◆ Exercise description:
Rewrite the entries below from the line containing "Make sure each instance of the flower" through the end, changing every "keypoint" to "marker" and leaving everything else the same.

--- START OF Records shown ---

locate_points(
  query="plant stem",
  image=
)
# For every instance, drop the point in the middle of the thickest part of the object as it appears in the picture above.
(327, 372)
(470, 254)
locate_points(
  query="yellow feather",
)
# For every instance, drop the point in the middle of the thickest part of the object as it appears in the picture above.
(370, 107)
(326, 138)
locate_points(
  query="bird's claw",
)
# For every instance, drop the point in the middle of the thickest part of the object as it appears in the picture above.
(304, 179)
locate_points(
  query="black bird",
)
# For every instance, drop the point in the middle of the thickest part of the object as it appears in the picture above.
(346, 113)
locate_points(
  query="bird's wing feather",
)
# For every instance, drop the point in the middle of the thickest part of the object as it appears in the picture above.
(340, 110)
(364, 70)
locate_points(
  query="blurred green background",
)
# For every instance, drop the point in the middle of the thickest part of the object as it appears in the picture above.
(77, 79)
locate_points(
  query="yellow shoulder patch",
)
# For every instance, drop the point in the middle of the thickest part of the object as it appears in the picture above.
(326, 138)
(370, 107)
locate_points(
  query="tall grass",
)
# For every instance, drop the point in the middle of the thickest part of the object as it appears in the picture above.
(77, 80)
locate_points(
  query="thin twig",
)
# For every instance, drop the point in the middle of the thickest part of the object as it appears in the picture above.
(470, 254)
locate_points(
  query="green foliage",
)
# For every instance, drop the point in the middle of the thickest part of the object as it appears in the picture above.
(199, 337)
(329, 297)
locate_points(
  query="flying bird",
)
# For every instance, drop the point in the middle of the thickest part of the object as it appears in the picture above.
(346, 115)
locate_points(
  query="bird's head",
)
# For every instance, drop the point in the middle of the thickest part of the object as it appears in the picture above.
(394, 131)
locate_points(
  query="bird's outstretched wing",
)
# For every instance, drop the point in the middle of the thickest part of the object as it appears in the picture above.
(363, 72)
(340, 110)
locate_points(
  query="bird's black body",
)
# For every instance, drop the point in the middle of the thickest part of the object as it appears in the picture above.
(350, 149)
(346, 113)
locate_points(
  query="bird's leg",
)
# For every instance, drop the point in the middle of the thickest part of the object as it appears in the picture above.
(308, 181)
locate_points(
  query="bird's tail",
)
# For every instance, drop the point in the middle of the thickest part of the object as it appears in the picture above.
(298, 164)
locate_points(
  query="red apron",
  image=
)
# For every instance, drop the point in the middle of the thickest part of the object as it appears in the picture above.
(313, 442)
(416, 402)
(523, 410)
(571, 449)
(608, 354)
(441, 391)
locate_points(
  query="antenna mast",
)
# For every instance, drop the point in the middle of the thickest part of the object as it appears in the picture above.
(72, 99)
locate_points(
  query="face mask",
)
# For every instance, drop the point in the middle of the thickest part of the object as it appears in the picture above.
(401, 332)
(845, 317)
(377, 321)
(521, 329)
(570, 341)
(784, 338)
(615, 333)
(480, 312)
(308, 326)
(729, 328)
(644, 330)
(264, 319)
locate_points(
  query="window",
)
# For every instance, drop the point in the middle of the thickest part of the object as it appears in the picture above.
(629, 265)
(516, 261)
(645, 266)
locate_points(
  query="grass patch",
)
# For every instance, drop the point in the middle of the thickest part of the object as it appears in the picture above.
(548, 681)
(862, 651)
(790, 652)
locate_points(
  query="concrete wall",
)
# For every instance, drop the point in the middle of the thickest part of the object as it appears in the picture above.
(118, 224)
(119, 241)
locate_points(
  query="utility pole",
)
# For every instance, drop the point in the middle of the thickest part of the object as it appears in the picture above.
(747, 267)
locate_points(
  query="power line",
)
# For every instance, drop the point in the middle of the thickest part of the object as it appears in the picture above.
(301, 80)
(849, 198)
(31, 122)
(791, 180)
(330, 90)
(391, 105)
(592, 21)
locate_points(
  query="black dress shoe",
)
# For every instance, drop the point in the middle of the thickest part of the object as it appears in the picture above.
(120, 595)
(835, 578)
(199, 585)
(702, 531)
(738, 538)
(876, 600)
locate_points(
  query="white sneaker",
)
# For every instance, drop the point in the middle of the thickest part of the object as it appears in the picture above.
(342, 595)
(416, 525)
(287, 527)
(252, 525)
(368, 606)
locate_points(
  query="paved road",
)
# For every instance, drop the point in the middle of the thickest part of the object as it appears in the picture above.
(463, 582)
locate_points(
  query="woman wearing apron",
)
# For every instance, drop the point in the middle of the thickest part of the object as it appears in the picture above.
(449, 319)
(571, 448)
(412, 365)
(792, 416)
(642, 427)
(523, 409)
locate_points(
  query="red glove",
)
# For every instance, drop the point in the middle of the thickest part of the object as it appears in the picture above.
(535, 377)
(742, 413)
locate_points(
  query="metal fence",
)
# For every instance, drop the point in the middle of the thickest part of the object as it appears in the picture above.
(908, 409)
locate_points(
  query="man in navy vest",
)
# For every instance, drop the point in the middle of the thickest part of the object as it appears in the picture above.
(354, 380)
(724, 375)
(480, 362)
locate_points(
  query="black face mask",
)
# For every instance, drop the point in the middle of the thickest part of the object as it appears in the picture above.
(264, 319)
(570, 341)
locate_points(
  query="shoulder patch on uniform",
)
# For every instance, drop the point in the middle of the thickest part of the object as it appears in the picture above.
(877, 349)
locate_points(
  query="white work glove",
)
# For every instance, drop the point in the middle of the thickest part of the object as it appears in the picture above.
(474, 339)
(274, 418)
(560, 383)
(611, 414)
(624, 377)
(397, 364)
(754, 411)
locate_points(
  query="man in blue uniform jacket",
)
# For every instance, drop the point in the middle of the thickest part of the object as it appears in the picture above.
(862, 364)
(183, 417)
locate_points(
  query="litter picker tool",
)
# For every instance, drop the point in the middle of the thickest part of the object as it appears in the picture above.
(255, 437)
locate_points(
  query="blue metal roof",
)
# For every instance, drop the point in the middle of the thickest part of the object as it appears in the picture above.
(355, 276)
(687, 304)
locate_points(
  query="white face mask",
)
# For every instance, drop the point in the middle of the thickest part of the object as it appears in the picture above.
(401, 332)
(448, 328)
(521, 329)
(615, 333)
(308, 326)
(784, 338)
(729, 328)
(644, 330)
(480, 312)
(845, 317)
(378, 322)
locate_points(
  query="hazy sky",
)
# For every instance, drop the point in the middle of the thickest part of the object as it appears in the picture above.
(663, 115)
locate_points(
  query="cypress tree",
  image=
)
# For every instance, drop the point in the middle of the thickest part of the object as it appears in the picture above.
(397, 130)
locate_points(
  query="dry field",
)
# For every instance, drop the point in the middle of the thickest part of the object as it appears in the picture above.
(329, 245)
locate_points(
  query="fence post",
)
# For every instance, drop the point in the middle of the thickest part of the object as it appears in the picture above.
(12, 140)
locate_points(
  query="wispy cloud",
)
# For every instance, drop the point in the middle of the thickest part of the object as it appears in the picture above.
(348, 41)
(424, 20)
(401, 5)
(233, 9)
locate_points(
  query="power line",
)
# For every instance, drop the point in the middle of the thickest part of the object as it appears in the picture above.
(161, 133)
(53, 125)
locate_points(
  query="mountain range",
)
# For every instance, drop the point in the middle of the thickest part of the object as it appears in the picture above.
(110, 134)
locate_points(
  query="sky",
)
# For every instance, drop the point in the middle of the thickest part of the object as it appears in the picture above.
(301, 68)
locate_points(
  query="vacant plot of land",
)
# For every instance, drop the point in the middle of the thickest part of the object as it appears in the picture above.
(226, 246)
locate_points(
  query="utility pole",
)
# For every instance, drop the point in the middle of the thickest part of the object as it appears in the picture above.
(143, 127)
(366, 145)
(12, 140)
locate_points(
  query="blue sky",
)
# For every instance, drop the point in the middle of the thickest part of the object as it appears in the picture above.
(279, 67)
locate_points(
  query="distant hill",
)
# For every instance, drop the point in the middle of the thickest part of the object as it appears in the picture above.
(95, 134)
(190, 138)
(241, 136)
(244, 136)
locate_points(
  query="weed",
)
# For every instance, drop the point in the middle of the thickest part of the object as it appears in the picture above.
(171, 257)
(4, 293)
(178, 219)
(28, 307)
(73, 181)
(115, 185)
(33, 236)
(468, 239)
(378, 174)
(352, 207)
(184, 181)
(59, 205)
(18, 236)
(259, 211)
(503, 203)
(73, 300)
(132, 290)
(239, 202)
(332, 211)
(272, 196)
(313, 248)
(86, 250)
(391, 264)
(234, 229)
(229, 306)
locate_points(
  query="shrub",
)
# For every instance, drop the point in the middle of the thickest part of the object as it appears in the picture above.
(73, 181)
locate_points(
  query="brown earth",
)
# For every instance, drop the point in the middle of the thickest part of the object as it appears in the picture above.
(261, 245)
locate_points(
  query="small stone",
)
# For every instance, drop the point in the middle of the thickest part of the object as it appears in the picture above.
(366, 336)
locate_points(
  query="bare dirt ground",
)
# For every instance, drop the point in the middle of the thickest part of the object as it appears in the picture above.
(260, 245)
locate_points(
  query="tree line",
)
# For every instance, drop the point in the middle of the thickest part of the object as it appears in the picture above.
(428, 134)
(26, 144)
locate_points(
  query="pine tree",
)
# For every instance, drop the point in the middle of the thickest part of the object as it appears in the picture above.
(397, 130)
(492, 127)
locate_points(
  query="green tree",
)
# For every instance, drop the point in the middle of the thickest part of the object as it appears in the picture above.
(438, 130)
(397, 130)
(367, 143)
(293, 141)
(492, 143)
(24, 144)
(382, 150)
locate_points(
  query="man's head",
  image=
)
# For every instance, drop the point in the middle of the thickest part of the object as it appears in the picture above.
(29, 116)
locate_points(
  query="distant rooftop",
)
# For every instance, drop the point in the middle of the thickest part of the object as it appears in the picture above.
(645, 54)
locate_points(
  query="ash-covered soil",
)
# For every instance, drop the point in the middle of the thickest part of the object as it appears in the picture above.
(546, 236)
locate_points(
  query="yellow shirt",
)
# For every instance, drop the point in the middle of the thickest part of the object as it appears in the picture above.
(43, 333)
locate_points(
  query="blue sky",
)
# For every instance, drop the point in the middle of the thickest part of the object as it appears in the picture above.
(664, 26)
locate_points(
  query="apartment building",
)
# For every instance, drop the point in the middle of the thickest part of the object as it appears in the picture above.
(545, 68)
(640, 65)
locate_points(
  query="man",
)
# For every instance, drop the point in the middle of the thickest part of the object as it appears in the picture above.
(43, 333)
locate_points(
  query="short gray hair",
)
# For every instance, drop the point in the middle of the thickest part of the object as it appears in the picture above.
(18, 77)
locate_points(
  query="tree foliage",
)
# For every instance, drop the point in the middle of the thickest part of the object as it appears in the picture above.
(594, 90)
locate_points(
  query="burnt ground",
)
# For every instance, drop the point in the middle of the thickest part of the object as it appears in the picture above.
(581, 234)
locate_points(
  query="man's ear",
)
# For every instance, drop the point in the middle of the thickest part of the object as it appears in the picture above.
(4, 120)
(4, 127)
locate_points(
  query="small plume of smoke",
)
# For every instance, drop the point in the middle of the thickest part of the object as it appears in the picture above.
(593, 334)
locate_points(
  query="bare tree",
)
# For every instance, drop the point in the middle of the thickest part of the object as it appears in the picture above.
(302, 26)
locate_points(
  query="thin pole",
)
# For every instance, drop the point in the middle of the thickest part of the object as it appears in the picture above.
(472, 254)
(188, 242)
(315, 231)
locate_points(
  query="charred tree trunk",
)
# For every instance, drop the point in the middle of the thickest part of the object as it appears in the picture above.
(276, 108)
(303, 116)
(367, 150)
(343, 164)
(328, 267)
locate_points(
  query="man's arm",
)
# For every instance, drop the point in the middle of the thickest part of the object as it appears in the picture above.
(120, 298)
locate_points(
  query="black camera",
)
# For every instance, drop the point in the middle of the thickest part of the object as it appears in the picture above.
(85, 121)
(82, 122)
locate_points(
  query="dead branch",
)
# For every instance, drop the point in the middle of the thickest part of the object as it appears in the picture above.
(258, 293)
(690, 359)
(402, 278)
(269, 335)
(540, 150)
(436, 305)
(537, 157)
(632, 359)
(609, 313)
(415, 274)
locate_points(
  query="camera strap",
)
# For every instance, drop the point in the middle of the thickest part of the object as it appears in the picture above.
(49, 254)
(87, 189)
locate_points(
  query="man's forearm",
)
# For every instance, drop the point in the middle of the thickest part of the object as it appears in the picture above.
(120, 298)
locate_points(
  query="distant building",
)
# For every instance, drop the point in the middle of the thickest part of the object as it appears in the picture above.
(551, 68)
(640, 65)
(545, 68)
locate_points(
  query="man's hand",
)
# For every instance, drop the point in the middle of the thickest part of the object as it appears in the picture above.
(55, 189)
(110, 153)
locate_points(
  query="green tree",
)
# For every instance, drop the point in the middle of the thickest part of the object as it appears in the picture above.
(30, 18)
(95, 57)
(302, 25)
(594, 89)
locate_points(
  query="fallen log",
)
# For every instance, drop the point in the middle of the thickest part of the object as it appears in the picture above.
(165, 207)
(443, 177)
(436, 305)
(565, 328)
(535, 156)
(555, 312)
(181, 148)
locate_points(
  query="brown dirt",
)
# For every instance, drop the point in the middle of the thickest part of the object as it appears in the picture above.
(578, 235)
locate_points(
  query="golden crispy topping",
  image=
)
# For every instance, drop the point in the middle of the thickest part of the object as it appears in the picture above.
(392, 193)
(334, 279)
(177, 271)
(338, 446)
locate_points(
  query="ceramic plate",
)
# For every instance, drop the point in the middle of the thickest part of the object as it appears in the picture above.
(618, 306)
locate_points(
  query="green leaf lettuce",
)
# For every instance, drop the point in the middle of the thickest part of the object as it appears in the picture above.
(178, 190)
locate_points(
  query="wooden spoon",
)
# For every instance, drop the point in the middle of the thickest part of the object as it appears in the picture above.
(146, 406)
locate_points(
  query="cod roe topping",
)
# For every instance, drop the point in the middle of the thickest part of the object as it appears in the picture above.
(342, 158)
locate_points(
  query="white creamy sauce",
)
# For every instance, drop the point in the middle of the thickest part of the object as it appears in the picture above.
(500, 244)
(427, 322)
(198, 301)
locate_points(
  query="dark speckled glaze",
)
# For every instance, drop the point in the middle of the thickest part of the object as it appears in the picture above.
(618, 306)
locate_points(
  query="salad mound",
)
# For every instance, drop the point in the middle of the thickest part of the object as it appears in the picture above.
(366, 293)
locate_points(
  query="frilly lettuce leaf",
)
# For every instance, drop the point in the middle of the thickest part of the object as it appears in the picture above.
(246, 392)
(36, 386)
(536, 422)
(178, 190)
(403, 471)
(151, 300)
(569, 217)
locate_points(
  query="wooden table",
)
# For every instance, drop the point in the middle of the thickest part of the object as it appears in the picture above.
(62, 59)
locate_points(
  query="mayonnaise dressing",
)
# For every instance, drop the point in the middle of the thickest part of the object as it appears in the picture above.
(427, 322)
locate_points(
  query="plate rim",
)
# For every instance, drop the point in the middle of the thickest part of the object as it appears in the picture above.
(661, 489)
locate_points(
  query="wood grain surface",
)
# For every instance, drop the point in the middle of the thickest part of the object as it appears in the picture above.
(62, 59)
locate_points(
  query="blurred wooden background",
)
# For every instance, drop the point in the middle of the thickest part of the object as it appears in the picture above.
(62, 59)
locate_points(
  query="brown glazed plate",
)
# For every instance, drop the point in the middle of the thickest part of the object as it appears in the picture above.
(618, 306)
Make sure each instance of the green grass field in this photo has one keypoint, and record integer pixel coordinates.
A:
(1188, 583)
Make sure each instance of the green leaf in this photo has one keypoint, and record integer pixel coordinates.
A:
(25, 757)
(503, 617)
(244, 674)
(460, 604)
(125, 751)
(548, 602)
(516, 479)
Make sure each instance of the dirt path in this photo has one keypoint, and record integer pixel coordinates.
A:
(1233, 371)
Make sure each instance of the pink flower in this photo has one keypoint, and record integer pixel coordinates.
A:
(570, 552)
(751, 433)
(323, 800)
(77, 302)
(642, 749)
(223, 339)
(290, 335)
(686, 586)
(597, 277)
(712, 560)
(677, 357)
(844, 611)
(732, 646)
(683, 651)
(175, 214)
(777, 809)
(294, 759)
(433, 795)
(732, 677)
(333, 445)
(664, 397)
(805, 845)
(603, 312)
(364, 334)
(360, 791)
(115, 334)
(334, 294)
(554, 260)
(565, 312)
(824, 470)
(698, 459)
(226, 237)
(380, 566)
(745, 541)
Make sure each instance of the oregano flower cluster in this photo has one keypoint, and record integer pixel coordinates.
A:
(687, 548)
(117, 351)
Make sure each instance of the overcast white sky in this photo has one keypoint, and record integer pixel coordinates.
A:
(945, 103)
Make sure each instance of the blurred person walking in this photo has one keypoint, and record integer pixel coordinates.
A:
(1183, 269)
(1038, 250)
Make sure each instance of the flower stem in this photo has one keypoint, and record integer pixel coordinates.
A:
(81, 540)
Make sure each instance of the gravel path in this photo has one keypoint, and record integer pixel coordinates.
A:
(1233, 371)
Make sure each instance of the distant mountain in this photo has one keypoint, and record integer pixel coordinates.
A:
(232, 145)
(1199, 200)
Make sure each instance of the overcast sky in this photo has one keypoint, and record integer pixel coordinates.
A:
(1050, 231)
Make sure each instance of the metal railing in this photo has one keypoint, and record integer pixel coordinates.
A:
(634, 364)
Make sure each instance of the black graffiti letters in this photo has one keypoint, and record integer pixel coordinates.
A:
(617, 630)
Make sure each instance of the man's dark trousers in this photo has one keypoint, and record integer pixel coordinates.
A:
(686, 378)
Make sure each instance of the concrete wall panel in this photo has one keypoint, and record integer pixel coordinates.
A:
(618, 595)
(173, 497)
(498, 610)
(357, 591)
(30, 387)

--- END OF Records shown ---

◆ Output below:
Make sure each instance of the flower stem in this photo has one marker, and record integer pixel coordinates.
A:
(81, 540)
Make sure each instance of the gravel path in this photo has one marker, and record integer pixel coordinates.
A:
(1233, 371)
Make sure each instance of the distant mountain in this photo has one marker, and record integer pixel coordinates.
A:
(232, 145)
(1199, 200)
Make sure each instance of the overcast sky in this photo has one marker, and record integer pixel coordinates.
A:
(1050, 231)
Make sure each instance of the metal railing in this photo has one marker, and record integer pixel coordinates.
A:
(634, 364)
Make sure each instance of the black graffiti letters in this photo has one marker, and record integer pixel coordinates.
A:
(617, 630)
Make sure each instance of the man's dark trousers in this photo has one marker, and record integer pixel coordinates.
A:
(686, 378)
Make sure each instance of the concrete wall panel in this photo has one marker, and record integer pixel coordinates.
A:
(618, 595)
(173, 497)
(498, 610)
(357, 591)
(30, 387)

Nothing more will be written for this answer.